§ Exercise details
Every line below between the line holding "Target: floral print top" and the line holding "Target: shrub", inclusive, should be repeated exactly, and all other lines omitted.

§ Provided data
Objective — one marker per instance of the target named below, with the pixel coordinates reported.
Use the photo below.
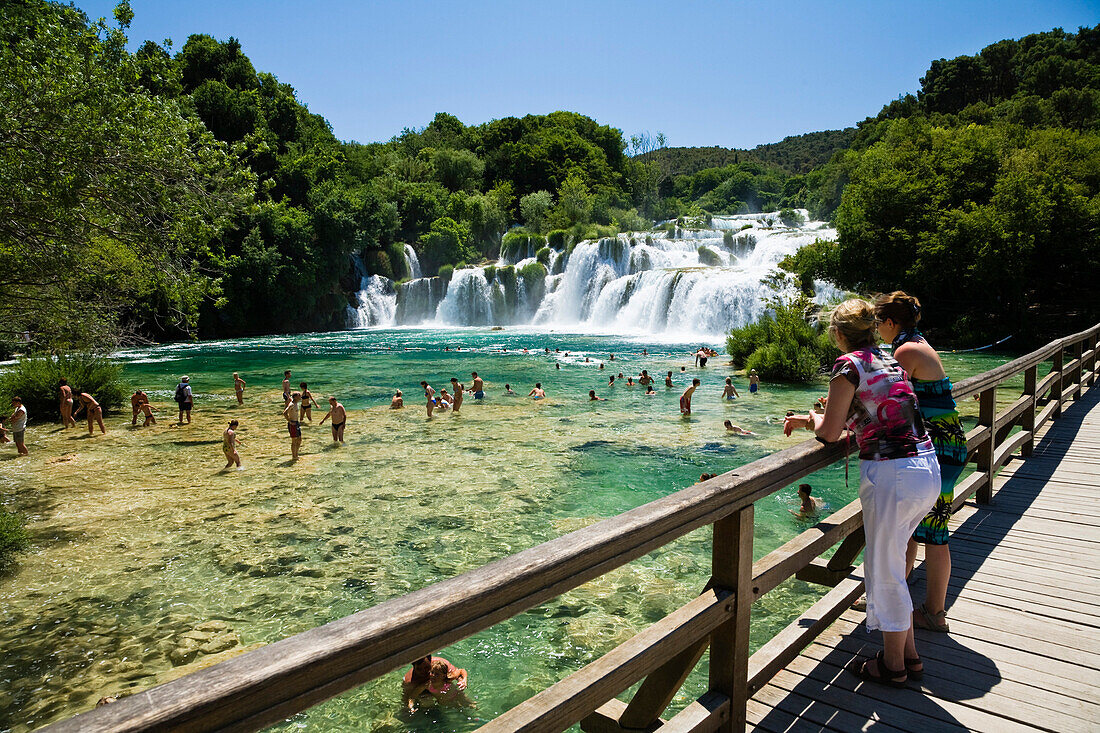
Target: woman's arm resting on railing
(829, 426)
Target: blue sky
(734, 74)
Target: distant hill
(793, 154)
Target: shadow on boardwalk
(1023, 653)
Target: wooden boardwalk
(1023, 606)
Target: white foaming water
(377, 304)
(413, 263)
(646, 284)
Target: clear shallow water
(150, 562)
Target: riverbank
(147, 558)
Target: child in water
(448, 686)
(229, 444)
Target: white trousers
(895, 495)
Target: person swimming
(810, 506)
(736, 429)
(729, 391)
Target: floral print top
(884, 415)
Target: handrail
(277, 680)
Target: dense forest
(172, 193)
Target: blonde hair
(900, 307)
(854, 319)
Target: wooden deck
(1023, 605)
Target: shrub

==

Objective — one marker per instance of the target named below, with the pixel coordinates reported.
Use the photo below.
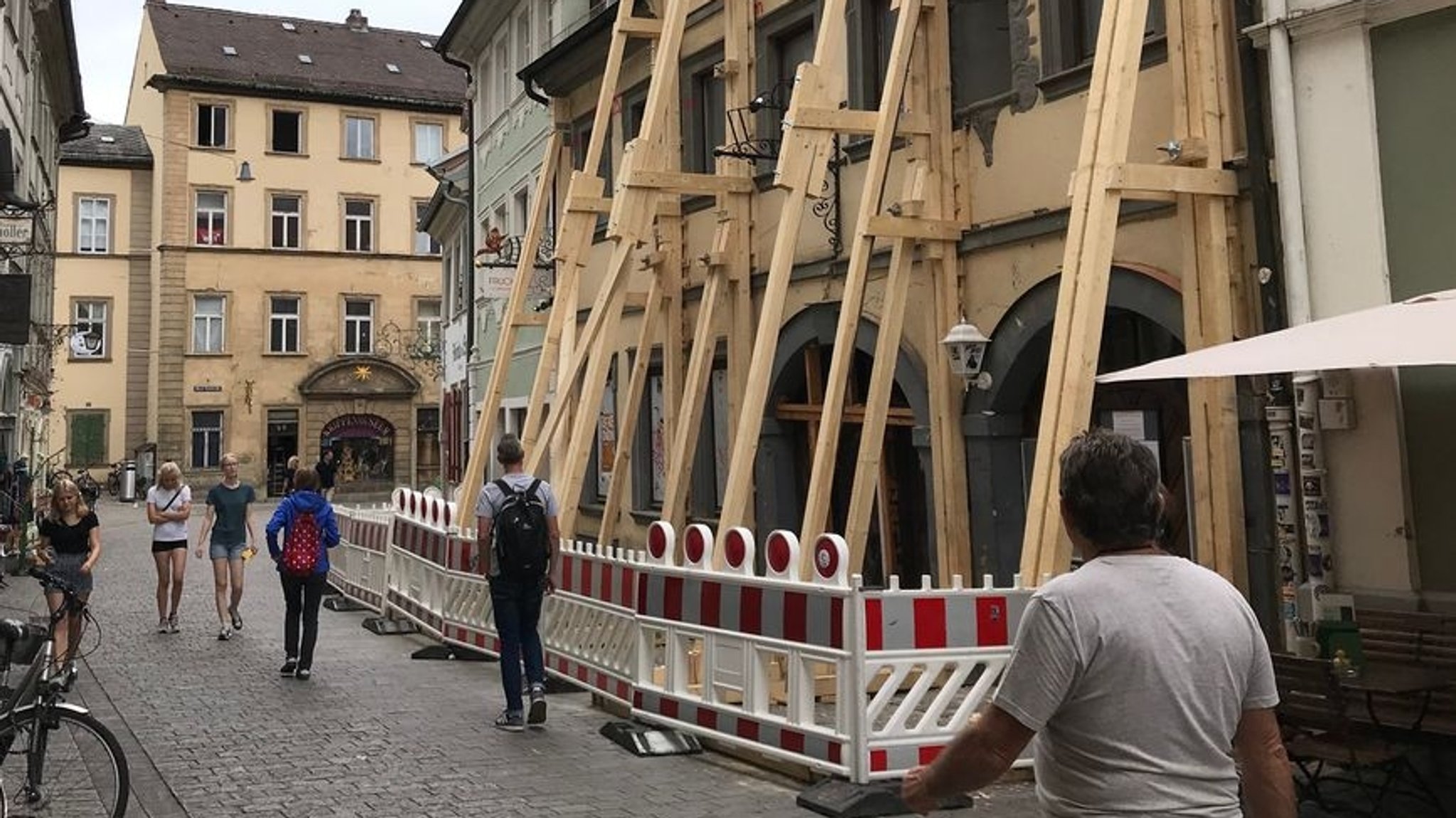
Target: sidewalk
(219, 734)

* * *

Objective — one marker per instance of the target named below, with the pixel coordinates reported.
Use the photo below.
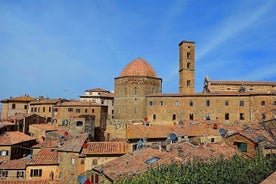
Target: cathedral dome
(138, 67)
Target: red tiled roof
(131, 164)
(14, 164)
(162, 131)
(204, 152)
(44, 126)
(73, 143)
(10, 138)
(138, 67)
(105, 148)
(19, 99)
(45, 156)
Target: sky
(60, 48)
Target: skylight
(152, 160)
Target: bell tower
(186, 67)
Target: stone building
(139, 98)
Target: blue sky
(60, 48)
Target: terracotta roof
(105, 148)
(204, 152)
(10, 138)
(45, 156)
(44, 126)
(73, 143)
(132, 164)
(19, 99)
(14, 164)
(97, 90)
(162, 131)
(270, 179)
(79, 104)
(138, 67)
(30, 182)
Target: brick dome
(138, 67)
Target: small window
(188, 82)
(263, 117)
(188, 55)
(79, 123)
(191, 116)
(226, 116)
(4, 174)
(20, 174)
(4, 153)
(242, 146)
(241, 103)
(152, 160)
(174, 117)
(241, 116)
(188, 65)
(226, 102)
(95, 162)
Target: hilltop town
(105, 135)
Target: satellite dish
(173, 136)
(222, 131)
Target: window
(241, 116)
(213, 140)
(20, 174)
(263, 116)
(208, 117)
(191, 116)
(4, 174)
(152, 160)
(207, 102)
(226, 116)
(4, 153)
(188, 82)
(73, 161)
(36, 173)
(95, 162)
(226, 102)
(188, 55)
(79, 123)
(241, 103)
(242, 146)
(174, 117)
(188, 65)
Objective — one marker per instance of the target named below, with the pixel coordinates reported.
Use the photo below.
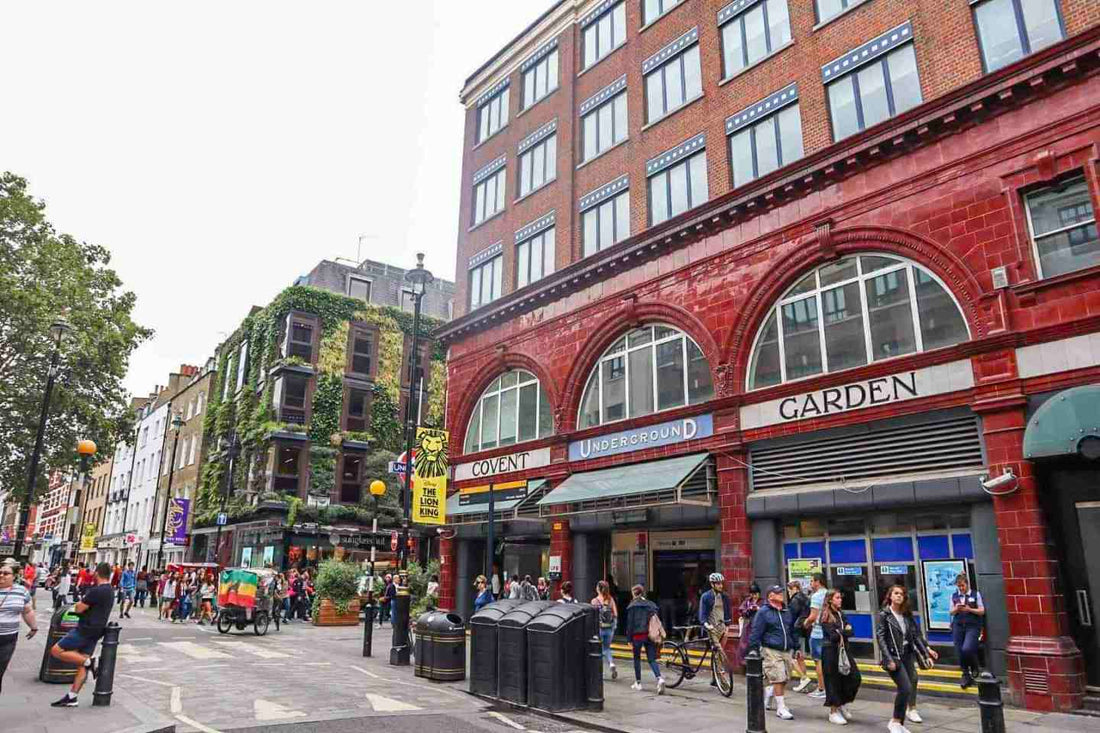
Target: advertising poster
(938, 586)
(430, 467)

§ Result
Target: floral print top
(884, 415)
Target: handrail
(277, 680)
Target: dense forest
(172, 193)
Target: blonde hair
(900, 307)
(854, 319)
Target: wooden deck
(1023, 605)
Target: shrub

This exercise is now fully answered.